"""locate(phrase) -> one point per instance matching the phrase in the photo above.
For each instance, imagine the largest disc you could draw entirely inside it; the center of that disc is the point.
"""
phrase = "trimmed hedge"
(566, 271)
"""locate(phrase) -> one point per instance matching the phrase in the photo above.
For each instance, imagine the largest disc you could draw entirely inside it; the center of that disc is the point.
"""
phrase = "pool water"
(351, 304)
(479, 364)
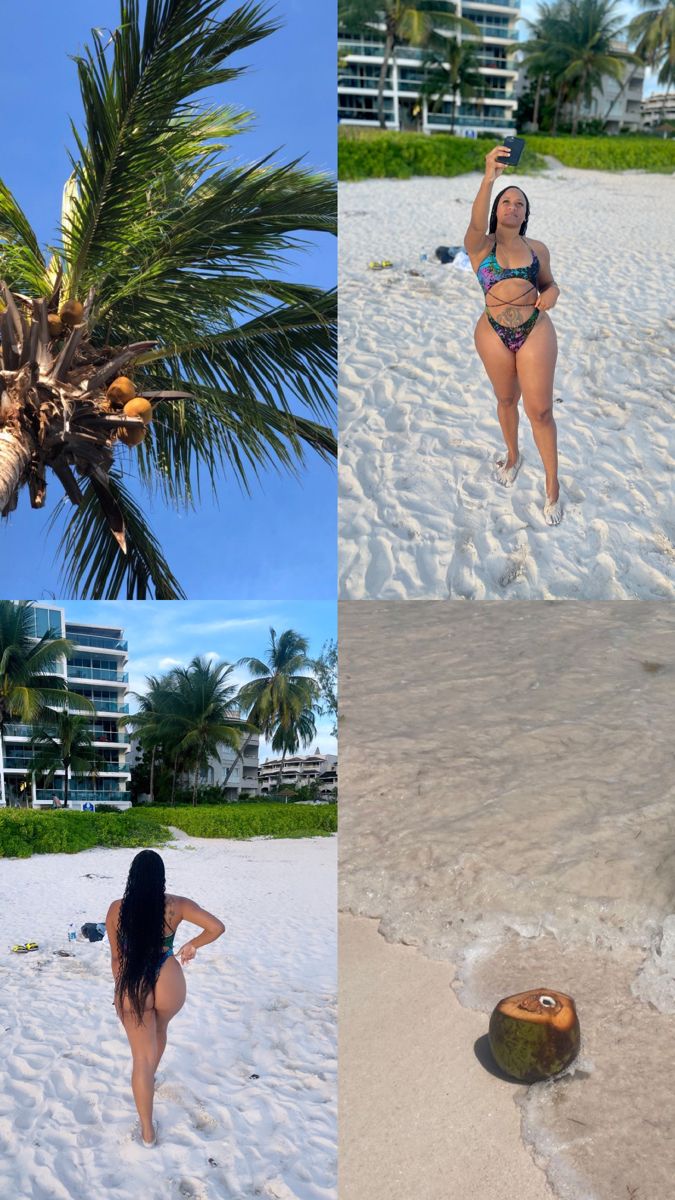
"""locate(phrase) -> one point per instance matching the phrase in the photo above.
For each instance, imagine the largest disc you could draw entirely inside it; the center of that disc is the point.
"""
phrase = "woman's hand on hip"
(494, 168)
(548, 299)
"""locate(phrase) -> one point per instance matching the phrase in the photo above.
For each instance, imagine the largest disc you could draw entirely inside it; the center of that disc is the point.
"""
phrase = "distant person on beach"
(514, 336)
(149, 982)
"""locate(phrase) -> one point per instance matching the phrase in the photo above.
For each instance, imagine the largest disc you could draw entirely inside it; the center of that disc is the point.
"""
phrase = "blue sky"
(165, 634)
(281, 540)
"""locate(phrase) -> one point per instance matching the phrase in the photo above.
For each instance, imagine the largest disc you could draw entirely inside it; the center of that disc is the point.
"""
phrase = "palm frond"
(94, 562)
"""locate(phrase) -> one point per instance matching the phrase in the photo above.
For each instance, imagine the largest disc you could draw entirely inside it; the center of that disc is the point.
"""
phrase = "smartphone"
(517, 145)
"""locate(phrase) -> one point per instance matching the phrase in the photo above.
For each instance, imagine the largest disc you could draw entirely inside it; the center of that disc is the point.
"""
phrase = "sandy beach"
(419, 513)
(246, 1091)
(507, 784)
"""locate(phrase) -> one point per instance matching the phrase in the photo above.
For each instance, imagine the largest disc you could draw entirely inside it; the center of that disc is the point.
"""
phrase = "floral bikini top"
(490, 273)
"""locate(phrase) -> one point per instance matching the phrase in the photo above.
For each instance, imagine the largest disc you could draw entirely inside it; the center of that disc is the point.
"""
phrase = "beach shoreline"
(419, 1114)
(420, 515)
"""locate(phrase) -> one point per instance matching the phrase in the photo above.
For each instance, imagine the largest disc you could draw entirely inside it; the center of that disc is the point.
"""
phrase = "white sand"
(260, 1002)
(420, 515)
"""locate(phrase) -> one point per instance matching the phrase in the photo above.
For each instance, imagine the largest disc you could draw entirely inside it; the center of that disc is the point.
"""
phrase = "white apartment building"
(299, 771)
(494, 111)
(96, 670)
(657, 108)
(619, 101)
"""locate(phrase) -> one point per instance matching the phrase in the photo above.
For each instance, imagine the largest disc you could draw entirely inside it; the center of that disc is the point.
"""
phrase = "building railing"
(101, 643)
(79, 672)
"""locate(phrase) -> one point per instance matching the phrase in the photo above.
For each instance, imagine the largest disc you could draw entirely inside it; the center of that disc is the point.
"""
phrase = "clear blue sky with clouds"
(163, 634)
(281, 540)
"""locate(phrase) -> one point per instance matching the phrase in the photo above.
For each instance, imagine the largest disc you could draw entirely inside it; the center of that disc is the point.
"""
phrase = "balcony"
(97, 643)
(109, 673)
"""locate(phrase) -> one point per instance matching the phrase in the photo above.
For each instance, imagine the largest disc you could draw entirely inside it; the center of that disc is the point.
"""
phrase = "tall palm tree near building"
(281, 696)
(412, 24)
(199, 715)
(157, 337)
(64, 742)
(452, 70)
(653, 33)
(30, 688)
(587, 46)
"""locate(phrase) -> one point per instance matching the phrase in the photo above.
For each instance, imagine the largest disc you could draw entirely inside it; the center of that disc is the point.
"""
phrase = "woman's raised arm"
(475, 237)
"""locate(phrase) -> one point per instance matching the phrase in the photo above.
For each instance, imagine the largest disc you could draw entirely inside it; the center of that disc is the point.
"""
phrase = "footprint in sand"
(197, 1114)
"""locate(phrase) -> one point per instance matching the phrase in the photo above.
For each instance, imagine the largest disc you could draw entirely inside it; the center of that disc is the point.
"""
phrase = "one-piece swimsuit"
(490, 273)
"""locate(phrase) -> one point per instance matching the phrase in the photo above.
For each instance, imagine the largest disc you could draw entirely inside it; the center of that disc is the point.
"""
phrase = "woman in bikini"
(514, 336)
(149, 982)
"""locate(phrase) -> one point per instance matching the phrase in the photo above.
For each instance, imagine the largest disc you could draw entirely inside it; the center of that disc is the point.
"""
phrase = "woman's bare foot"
(553, 509)
(506, 469)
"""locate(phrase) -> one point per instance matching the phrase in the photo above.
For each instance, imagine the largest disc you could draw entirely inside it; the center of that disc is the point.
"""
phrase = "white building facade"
(299, 771)
(97, 671)
(491, 111)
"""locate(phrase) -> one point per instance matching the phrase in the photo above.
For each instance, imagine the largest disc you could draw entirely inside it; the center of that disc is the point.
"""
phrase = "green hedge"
(609, 154)
(29, 832)
(255, 820)
(376, 155)
(372, 154)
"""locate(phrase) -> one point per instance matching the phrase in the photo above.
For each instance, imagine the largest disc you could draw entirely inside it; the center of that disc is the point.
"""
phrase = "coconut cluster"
(121, 396)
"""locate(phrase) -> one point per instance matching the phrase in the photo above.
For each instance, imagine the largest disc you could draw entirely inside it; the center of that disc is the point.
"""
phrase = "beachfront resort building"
(96, 670)
(657, 108)
(491, 109)
(300, 771)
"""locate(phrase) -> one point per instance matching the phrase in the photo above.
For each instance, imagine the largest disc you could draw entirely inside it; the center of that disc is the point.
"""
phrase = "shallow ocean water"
(508, 798)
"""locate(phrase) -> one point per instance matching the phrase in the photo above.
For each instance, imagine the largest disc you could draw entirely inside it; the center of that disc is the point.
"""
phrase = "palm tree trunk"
(173, 783)
(3, 796)
(386, 60)
(537, 101)
(15, 457)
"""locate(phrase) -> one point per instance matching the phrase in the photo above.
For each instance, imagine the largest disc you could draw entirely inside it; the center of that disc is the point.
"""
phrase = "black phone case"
(517, 147)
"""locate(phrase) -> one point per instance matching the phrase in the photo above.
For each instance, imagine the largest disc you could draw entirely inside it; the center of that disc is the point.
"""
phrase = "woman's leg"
(169, 999)
(143, 1042)
(500, 367)
(536, 367)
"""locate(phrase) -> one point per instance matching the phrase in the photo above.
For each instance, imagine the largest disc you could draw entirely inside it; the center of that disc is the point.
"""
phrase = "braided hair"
(493, 226)
(141, 927)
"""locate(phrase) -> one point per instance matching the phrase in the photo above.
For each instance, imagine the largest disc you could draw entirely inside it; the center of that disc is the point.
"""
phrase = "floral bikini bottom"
(513, 337)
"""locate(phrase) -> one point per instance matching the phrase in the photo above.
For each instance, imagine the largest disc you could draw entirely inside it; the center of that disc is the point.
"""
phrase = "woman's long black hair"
(493, 226)
(141, 928)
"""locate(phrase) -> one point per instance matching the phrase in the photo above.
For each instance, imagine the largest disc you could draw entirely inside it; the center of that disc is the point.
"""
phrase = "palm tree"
(452, 70)
(29, 688)
(157, 335)
(653, 33)
(280, 700)
(586, 45)
(64, 742)
(405, 23)
(199, 717)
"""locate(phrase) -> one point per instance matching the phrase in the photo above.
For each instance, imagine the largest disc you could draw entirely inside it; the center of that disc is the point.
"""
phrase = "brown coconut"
(139, 407)
(55, 325)
(131, 435)
(120, 390)
(71, 313)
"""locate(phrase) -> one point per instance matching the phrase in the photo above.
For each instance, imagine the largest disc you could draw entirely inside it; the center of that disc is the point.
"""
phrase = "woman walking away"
(149, 981)
(514, 336)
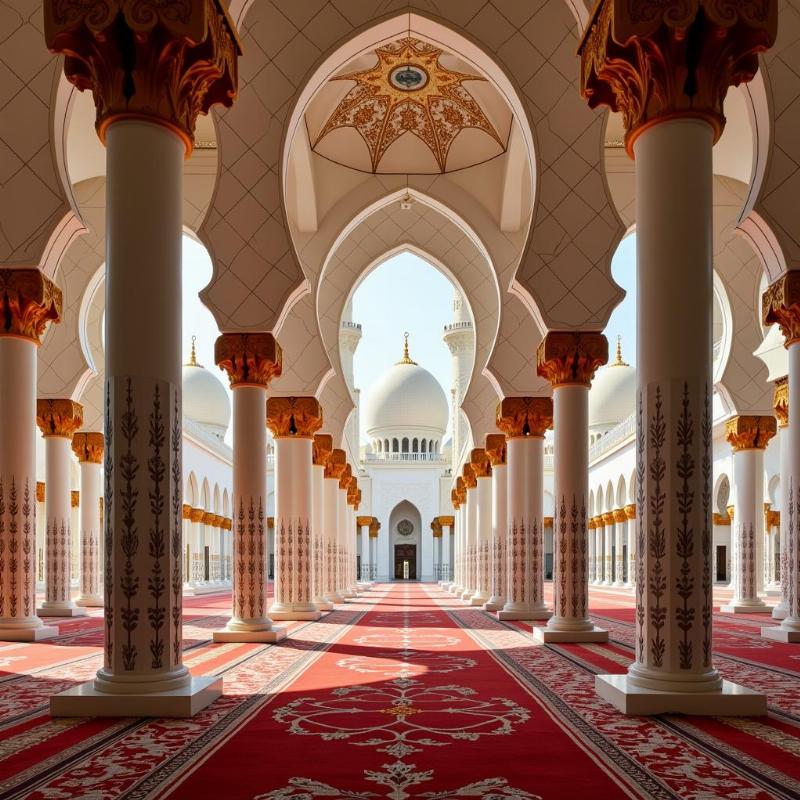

━━━━━━━━━━━━━━━━━━━━

Copy out the listing above in full and leave out its pictures.

"""locate(phrase) -> one point per instance matching the phrase in the photo above.
For each instance, imagine the largest disc you could draw entirely inside it; the center of that disc is the point.
"""
phrase = "trimmed hedge"
(566, 271)
"""locate(phrase) -> one point per instance matching the phrase in the photo above.
For each instance, imagine the largest disc you could draw entirely inside it; the center of that disc is the point.
"""
phrase = "pool water"
(351, 304)
(479, 364)
"""locate(phrase) -> one point per instance matching the phrase in the photo above.
For each instance, imagine the largest disc you could draw entirely inside it; the center of that disc is the point.
"""
phrase = "woman's hand on hip"
(494, 168)
(548, 299)
"""locate(phrase) -> one point per instance matching the phrase in the photo above.
For each instance, imagine the largest disc you could draw entirely inside it; the center of that disc is the point.
"""
phrase = "distant person on beach"
(514, 336)
(149, 982)
"""locate(phrase) -> one point per instance matching the phrase in the photo above.
For each instance, imagine the largest disc you could draw entirely inside it; the center of that disc is the point.
"""
phrase = "blue sky"
(165, 634)
(281, 540)
"""locate(phrase) -> one point per instance matching the phrase in the photo above.
For each instance, imagine the largest disc you could draw entirely inside it; the center of that disc is the point.
"""
phrase = "palm frond"
(94, 562)
"""locate(phrase) -> one point per instance matching the phrase in the photo above.
For each instance, imagine the largest disc you could draw entirely inside it; the center of that disc is the point.
"""
phrase = "smartphone"
(517, 145)
"""locate(phrase) -> one point per instance matching the phrase in the photo above.
For each instance, imagine the largest disc you could draw entirely inside it; the center of that disc is the point.
"""
phrase = "sandy beach"
(419, 513)
(246, 1091)
(507, 784)
"""locate(phrase) -> one point per instance matching the phrase in the photo above.
For each instance, imagine the largest disc you could draw entirely inside it; the center of that disc is the point.
"""
phrase = "floral bikini top"
(490, 273)
"""locate(phrase) -> one point per instance matching the phrase in the photo above.
For each instance, imagine the largest disc you could draw entirely inside it; the center of that disc is the point.
"""
phrase = "beach shoreline"
(419, 1114)
(420, 515)
"""locate(phrase) -> one point per instance matching the phrase in the photo above.
For each instance, imagine the largest disc you could draw entirely inside it; the center of that disc is the point.
"""
phrase = "white sand"
(260, 1002)
(420, 515)
"""locate(phrase) -> one point per instance matching the phrase in the photo above.
For each instance, imagine the largest disc you could draw entirely inside it; the center of that disc is the point.
"""
phrase = "white apartment building"
(299, 771)
(494, 111)
(96, 670)
(657, 108)
(619, 101)
"""locate(phrase) -> one point per instance matching the phrase in the photo above.
For each instance, imagine the largest disc you could draw entirely inside it; the center of that disc is the point.
"""
phrase = "building railing"
(101, 643)
(79, 672)
"""locate(phrase) -> one point per instance matching the phrase in the photo above.
For each instance, imagine the largest disc you could draw entirely inside it; the center of that disc is the point.
"""
phrase = "clear blue sky with clouds"
(163, 634)
(281, 540)
"""locate(phrase) -> one point per instance matching the phrase in the photo above.
For each instance, imagine the largest disc you could draw entirely inside it; the center of that disc is the point.
"""
phrase = "balcony"
(97, 643)
(109, 673)
"""locate(phrase) -> one point per instance matching the phrase in the photo above.
For each instance, imagine the largest disc you could draw entirely inside it; the center of that disc is the point.
"""
phrase = "tall palm tree near building"
(281, 696)
(412, 24)
(199, 715)
(157, 337)
(64, 742)
(452, 70)
(653, 33)
(30, 688)
(587, 46)
"""locate(phrase) -> one point per instance matching the phrase in the photo above.
For each instance, imagine the largest disc you could draw entirely inside it; the center of that disc is the point.
"""
phrase = "woman's raised arm"
(475, 237)
"""locate(phrase) -> one point per instance matching the phrase in the photo above.
For each instance, imagine the largest disc you could draw entirely inside it; the center of that disc is the point.
"""
phrase = "footprint in sand"
(197, 1114)
"""locate(phrase) -> one point per instance matching the phrase in the photo above.
For each instance, imagine the largest disc you could draw entirely inside it; the center of that disc is the point.
"""
phrase = "one-piece swimsuit"
(490, 273)
"""locate(phrase) -> one point per instance matching the phrase in the photo above.
For each instance, imagine the largest disc you could draw entirely inside it; the center of that disc is the point.
"""
phrase = "woman in bikini"
(514, 336)
(149, 982)
"""locate(phrase) -> one point per instance matching the phrase in the photo above.
For each instance, imagine the largest disc you could draw entirely inside it; the center of that disc is the point.
"""
phrase = "woman's bare foot"
(553, 509)
(506, 469)
"""locate(phrase) -> one point per instance matching the phrase in the photo above.
For each instance, imagine the largest disc you could draw entirely inside it; the center of that disc is the point.
"""
phrase = "white building facade"
(299, 771)
(97, 671)
(491, 111)
"""locate(phrase) -> one point per instance matching the phrase in the photo above.
For each instance, imagine the largest disc you could draw entirely inside it; the center of that disc is the point.
"""
phrase = "green hedge"
(609, 154)
(29, 832)
(255, 820)
(376, 155)
(372, 154)
"""locate(phrase) -> one point per instance matching the phrase in the photo above.
For each instance, imagine the largest disc you could draw entirely inside it; the center of that disc is the point.
"""
phrase = "coconut cluster"
(121, 396)
"""locate(phrase) -> one point per instance matching the phrase in the photo above.
For each instance, imagine the largest disc you could draw entirely inside it; the center of that disc is the point.
"""
phrase = "beachfront resort building"
(96, 670)
(657, 108)
(491, 109)
(300, 771)
"""locate(phrase) -> one point per instance matching the phrase in the photo above.
For each instance, imagine the largest disc you could draw entirely inside it; the center of that disc is the point.
"""
phrase = "shallow ocean water"
(508, 798)
"""locate(phrase) -> one point per instance matching the phrase in the photo above.
For each instance, imagine the largest disc you could draw entirely inside it; the center of that disc is the point.
"""
phrase = "palm tree trunk"
(173, 783)
(3, 796)
(386, 60)
(537, 101)
(15, 457)
"""locate(phrase) -> one point per instance matching the phrase in the photo above.
For each instance, imagine the largest disc you could draw entirely inside it; the center of that disc is the point.
"""
phrase = "black phone case"
(517, 147)
"""locate(phrase) -> one point per instance matching the phrase in the photo above.
For each instance, imagine the largest disc you could draw entirely inside it; the center of that disc is the point.
"""
phrase = "woman's leg"
(169, 999)
(143, 1042)
(500, 367)
(536, 367)
"""locate(phrase) -> one point per instance matching the phrase in the photo above.
For each instance, imagine the largest disc you could draw entirely inside it; the center of that disc is the point.
"""
phrase = "braided hair"
(493, 226)
(141, 927)
"""locate(phrase) -> one point per instance matching the phrase in the photo above.
For each instance, imagine the largest disc you could draw entirely inside it; the center of that disc is the point.
"""
phrase = "floral bikini bottom"
(513, 337)
"""locate(phrase) -> one point per instance matching the phrase in the photo above.
For each instance, imagine the largest disc you could draw entirely inside it; the center of that disc is the point.
"""
phrase = "woman's long black hair"
(493, 226)
(141, 928)
"""locate(phrase) -> one point per instance matching the phrase in the photo above.
For each instance, imagine the largest disc you could draw entirely inside it; the center of that disc is the point.
"""
phrase = "palm tree"
(452, 70)
(29, 688)
(157, 335)
(653, 33)
(280, 700)
(586, 45)
(64, 742)
(405, 23)
(199, 717)
"""locate(phrase) -> one point per instance matching the phrase in the photo above.
For each instance, imagine the largest disc you could draw entirely inside it; the center of that disc is the point.
"""
phrase = "brown coconut"
(139, 407)
(55, 325)
(131, 435)
(120, 390)
(71, 313)
"""locate(phrase) -> one point per instance matching the phrase in the photo above.
For each instance, imagine the largest disc you could draw entirely inside it; the center of that disc is the point.
"""
phrase = "woman walking away"
(149, 981)
(514, 336)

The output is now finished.